What to do: Please reproduce every one of the records below word for word, keeping each line unchanged.
● ● ● ●
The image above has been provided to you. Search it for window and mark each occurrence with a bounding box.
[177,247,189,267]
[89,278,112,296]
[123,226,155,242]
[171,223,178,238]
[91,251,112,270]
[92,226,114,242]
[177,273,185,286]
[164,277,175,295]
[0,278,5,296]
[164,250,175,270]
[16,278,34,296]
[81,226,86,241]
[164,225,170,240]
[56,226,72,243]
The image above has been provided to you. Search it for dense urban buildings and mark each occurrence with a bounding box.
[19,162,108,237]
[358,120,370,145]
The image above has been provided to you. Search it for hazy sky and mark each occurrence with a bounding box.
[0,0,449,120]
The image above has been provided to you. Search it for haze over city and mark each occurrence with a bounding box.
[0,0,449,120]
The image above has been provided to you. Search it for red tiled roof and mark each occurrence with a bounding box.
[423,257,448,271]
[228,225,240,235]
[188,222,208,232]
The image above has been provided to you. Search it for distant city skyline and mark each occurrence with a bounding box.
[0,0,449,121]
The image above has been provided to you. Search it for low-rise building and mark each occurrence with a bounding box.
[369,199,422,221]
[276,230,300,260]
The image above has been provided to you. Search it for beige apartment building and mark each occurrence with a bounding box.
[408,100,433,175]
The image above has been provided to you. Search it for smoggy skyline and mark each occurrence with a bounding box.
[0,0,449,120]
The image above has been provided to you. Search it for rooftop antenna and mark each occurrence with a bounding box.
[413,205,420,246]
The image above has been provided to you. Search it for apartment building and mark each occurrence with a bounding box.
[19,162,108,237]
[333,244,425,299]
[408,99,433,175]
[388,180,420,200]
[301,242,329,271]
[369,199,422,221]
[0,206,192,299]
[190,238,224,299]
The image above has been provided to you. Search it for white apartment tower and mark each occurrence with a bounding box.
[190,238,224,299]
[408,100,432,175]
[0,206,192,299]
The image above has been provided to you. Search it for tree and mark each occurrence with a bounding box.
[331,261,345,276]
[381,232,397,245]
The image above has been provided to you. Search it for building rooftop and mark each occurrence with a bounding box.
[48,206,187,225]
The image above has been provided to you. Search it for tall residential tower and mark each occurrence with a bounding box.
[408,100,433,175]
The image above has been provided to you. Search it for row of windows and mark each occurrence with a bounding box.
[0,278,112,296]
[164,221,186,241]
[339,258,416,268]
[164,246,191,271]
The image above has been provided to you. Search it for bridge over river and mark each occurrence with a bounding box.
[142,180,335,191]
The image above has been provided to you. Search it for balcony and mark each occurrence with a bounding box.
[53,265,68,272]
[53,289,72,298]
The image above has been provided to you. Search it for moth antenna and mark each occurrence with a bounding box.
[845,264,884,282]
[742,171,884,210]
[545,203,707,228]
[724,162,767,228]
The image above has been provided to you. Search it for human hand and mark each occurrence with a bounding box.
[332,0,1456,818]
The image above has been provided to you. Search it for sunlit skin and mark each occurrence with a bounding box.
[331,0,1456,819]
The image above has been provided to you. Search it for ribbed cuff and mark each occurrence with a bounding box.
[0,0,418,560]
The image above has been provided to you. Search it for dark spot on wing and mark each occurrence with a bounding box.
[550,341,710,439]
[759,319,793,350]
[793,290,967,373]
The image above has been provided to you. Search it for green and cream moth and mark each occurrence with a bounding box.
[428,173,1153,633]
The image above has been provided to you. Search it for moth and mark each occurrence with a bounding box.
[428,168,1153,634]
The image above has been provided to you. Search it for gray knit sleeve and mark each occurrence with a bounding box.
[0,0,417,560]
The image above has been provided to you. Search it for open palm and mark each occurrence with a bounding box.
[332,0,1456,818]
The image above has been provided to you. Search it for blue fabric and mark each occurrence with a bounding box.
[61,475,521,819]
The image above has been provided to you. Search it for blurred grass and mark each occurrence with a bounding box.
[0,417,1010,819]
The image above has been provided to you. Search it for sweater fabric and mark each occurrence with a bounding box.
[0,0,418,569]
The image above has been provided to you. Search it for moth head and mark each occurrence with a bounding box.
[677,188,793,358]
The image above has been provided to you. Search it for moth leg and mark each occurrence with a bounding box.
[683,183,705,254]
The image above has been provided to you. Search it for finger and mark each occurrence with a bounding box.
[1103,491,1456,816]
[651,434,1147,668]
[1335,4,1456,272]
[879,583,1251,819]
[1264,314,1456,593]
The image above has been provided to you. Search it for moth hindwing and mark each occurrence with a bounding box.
● ● ● ●
Expected answer:
The image above has been provided to you. Search it for window and mark each occurrence with a bounding box.
[177,247,189,267]
[89,278,112,296]
[123,226,155,242]
[171,223,178,238]
[91,251,112,270]
[92,226,114,242]
[177,273,185,286]
[164,277,175,295]
[0,278,5,296]
[164,250,175,270]
[16,278,34,296]
[81,226,86,241]
[164,225,170,240]
[56,226,72,243]
The image above has been provided to you. Search it for dense urban buildings and mark each occurrence with a bounding box.
[19,162,108,237]
[358,120,370,145]
The image above has been provided to you. Search it for hazy sky and mark each occurrence with a bounding box.
[0,0,449,120]
The image above has been provided to you. Search it for haze over city and mark each occurrence with a bounding box.
[0,0,449,120]
The image above has been provided to you. Search it for red tiled roof and mark each occurrence with a bounding box.
[423,257,448,271]
[228,225,240,235]
[188,222,208,232]
The image above has been provided to you. Search it for distant city skyline and mark each occurrence with a bounding box.
[0,0,449,121]
The image above has been provided to you. Search it for low-rise building and mark each occurrence with a bounding box.
[369,199,422,221]
[276,230,300,260]
The image above has been provided to you. Search it for beige apartment building and mark each occurrence with a bounding box.
[408,100,433,175]
The image above has been provided to you. Search it for smoggy skyline and mark each occurrence with a bounding box.
[0,0,449,120]
The image above has been provided to you. Search it for rooftop antenna and mark each occurrence with a bounding box.
[413,205,420,246]
The image above has been provided to you. Search it for apartment building and mark each occurrence with a bounding box.
[19,162,108,237]
[333,244,425,299]
[408,99,433,175]
[388,180,420,200]
[301,242,329,271]
[369,199,422,221]
[0,206,192,299]
[190,238,224,299]
The image above has been provided to you. Search it for white apartment tower and mark each occurrence with a bounding box.
[190,238,224,299]
[408,100,432,175]
[0,206,192,299]
The image above has been provided to you. Search it for tree and mark each occurrence with a bounding box.
[331,261,345,276]
[381,232,397,245]
The image above has been provided to you. Search it for building rooftop and mark each occurrence with a bounding box.
[48,206,187,225]
The image above has been provided to you. Search it for tall residential tower and mark each occurrence with a bounding box.
[408,100,433,175]
The image above has been provided to you. Search it for row of windows and mark each occurrence with a bounding box.
[0,278,112,296]
[164,221,186,241]
[339,258,416,268]
[164,246,191,271]
The image above has been provided to you. Search it for bridge over river and mark each occurrence with a bounding box.
[142,180,335,191]
The image above has been provided to you. Search it for balcony and mark each occurrence with a bounding box.
[53,265,68,272]
[53,289,72,298]
The image above has been provided to you. Search it for moth antenna and mark each occurrence with a bounding box.
[845,264,884,282]
[742,171,884,210]
[545,203,707,228]
[724,162,767,228]
The image above has been provided to you. Search it for human hand and mark each occurrence with a bounding box.
[332,0,1456,818]
The image above has been provided to you. Search it for sunlit skin and mark each occurrence with a bounding box.
[331,0,1456,819]
The image above has been provided to you. Search it for ribbed cuff and mark each occurrence with a bounding box.
[0,0,418,560]
The image above has been provided to you. Search it for dark spot on wing and mark each occurrence with a bounding box.
[550,341,710,439]
[759,319,793,350]
[793,290,967,373]
The image above has been provided to you. Search it for green and cream moth and mark each occurrence with a bounding box.
[428,173,1153,633]
The image above has been provided to you. Search it for moth and mark each occurrence with a bounding box.
[428,168,1153,634]
The image above has been provided to you. Search it for gray knit sleeve and mark each occurrence with a bounding box.
[0,0,417,560]
The image above has been provided to you. Search it for open palm and mark each occurrence with a bounding box.
[332,0,1456,818]
The image above has been provided to you. Search it for blue fabric and mark each occurrence with a bounding box.
[61,475,521,819]
The image above has been provided to you. Search it for blurred grass and mark each occurrence with a bounding box.
[0,417,1010,819]
The image above has been provided to you. Search it for sweater fabric and mark each occurrence with a bounding box.
[0,0,418,569]
The image above has been provided to you. Search it for moth head and mark each occurrence with a bounding box.
[677,188,793,358]
The image above has been provided to you. Search it for moth leg and mark each occurrence with a bounding box.
[683,183,705,254]
The image above has been provided to you. Search it for finger and mark each occurrence with a bounding box.
[1103,491,1456,816]
[651,434,1147,668]
[1335,4,1456,272]
[879,583,1251,819]
[1264,314,1456,593]
The image above has been provided to you. Search it for moth hindwing and mark each occurrence with a bounding box.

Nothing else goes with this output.